Problem set:
(1) In the forum thread, what does the agent Kilroy mostly use as a weapon?
(2) Copy the forum thread word for word from "Freaking awesome idea, wish" to "I'd like that).".

━━━ Given passage

Subject: Let us bond over history!
Author:
Posted on: 2012-11-10 23:36:00 UTC
Mine is usually more of a prior to the 19th century category, but hey, I'm willing to learn. :)
Subject: Let us bond over history!
Author:
Posted on: 2012-11-10 23:36:00 UTC
Mine is usually more of a prior to the 19th century category, but hey, I'm willing to learn. :)
I own and practice with several swords, bows, daggers, etc. and have taken lessons for years. So I'm curious as to how man
y ssassins (or other agents) have experience with their chosen weapon and what it is.
First person to answer gets a free dose of bleeprin!
Anebrin gets free proficiency because he's an elf from a fantasy game. Agent!Des comes from an AU of World One where everyone is trained with an old weapon (amongst other things). So, in my case, backstory.
My two Agents have a sort of arsenal, really. One of them, Kilroy, is an ex-Inquisitor (Ordo Malleus), and mostly uses a Daemonhammer or other large blunt object. Mike tends toward military-grade firearms, like assault rifles and anti-materiel rifles, although she's a mean hand with a sword (considering she's Heroic Spirit Joan of Arc and all).
But they use all kinds of stuff, depending on the situation.
Like that FREAKING BATTLECRUISER that Kilroy somehow fit in his hyperspace pockets?
Oh, the Inheritance of Wrath? Yeah, that's pretty big. In fairness, we did need something with enough firepower to destroy an entire island, but not so much as to destroy the planet. It fit the bill. (And was fun to write, to boot!)
Freaking awesome idea, wish I had been around to think of/implement it first. I've been thinking about the agents that I hope to eventually write. I plan, and again this is all extremely hypothetical, to use a lower ranking Evil Sunz Bigmek named Wazgob. Wazgob will be based on one of my favorite Nob models, it was never intended to be a Bigmek, just a Nob, but he's "Cyborky 'an 'ees got lotsa Flash Gubbens" and I'm very proud of him. I think Wazgob's partner should be someone suave and sophistimacated to counter Wazgob's general Orkynes. On the subject of the original post, I have no skill with Kombi-Shootaz or Choppaz, nor do I have experience Kaptanin' a Stompa (much as I'd like that).
Man, everybody gets all the fun equipment.
All my prospective agents (Spoiler: one might be Specs) have are basic, one-handed, non-explosive weaponry.

━━━━━━
━━━ Information given

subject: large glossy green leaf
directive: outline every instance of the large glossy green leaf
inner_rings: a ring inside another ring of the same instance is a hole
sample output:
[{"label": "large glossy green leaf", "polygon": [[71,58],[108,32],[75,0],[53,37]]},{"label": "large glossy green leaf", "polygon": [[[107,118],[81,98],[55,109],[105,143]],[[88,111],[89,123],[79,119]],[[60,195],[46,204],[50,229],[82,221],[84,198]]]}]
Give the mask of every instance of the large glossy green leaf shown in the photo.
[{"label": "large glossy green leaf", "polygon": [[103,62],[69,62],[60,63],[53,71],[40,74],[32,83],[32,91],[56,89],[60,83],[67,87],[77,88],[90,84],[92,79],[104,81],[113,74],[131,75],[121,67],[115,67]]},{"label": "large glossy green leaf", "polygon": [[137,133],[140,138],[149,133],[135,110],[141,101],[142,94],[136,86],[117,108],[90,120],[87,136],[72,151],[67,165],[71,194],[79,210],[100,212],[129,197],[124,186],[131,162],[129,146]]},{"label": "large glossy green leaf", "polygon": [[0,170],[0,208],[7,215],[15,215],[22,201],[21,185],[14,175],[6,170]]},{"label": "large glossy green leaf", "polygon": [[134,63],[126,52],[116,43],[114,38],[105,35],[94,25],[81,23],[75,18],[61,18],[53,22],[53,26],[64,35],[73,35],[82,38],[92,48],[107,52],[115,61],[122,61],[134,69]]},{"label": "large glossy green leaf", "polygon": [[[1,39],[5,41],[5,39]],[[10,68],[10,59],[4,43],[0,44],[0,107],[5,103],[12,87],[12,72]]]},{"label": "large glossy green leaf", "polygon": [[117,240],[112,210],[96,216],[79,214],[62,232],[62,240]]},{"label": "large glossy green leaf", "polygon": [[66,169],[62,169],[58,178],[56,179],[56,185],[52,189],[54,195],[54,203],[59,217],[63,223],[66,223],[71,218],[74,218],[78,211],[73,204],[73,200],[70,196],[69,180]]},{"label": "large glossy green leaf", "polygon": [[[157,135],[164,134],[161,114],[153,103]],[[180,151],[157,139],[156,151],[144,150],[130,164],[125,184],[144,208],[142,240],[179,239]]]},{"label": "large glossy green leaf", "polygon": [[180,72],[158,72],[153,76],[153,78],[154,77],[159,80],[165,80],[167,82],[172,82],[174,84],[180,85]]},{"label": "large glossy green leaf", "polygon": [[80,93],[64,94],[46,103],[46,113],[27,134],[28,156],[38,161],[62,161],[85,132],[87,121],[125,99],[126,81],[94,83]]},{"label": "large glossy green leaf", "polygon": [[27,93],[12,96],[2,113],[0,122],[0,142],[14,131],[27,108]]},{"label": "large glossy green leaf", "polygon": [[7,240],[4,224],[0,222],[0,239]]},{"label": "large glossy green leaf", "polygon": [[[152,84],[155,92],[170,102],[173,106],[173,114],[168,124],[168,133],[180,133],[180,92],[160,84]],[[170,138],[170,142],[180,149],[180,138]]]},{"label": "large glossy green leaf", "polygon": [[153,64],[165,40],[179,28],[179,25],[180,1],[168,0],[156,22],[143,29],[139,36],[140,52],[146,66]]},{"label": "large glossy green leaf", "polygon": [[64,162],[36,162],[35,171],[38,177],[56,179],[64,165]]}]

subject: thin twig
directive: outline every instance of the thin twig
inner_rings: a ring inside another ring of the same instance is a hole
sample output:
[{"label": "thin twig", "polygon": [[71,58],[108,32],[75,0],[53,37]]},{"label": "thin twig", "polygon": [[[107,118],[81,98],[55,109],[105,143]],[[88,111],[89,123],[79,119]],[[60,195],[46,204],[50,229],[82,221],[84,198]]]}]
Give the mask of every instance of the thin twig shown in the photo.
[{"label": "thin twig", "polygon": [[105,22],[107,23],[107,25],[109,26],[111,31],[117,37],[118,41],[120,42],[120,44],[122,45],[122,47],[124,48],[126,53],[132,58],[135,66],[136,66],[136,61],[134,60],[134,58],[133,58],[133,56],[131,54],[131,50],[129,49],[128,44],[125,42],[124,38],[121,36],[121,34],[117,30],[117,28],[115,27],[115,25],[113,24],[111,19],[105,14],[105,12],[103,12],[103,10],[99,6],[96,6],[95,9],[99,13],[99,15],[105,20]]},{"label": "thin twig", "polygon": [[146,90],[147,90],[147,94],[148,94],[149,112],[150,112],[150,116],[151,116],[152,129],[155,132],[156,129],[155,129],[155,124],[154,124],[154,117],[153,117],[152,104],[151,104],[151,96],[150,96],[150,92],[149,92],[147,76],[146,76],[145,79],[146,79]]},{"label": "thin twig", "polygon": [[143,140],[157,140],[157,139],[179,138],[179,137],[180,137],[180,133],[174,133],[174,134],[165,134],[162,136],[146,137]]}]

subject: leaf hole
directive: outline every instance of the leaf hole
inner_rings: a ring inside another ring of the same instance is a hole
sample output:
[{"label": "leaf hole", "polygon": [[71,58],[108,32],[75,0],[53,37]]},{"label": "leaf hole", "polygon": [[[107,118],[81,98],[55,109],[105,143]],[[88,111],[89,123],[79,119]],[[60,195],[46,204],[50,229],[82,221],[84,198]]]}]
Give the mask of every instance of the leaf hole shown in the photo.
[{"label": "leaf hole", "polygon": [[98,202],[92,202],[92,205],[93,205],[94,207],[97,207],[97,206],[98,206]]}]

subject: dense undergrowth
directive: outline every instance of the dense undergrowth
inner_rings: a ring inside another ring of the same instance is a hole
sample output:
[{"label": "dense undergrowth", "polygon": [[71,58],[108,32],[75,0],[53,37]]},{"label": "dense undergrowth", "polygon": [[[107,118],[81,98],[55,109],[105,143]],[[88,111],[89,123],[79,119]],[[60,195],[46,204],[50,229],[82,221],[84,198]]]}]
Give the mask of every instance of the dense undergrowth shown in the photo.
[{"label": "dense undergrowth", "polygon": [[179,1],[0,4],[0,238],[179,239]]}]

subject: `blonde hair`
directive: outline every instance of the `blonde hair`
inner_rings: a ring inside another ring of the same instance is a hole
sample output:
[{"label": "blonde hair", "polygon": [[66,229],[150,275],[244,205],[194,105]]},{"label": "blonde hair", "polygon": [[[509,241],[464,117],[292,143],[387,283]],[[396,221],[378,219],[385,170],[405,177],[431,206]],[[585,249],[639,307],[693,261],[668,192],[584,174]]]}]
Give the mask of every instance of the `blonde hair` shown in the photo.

━━━━━━

Solved problems:
(1) A Daemonhammer or other large blunt object.

(2)
Freaking awesome idea, wish I had been around to think of/implement it first. I've been thinking about the agents that I hope to eventually write. I plan, and again this is all extremely hypothetical, to use a lower ranking Evil Sunz Bigmek named Wazgob. Wazgob will be based on one of my favorite Nob models, it was never intended to be a Bigmek, just a Nob, but he's "Cyborky 'an 'ees got lotsa Flash Gubbens" and I'm very proud of him. I think Wazgob's partner should be someone suave and sophistimacated to counter Wazgob's general Orkynes. On the subject of the original post, I have no skill with Kombi-Shootaz or Choppaz, nor do I have experience Kaptanin' a Stompa (much as I'd like that).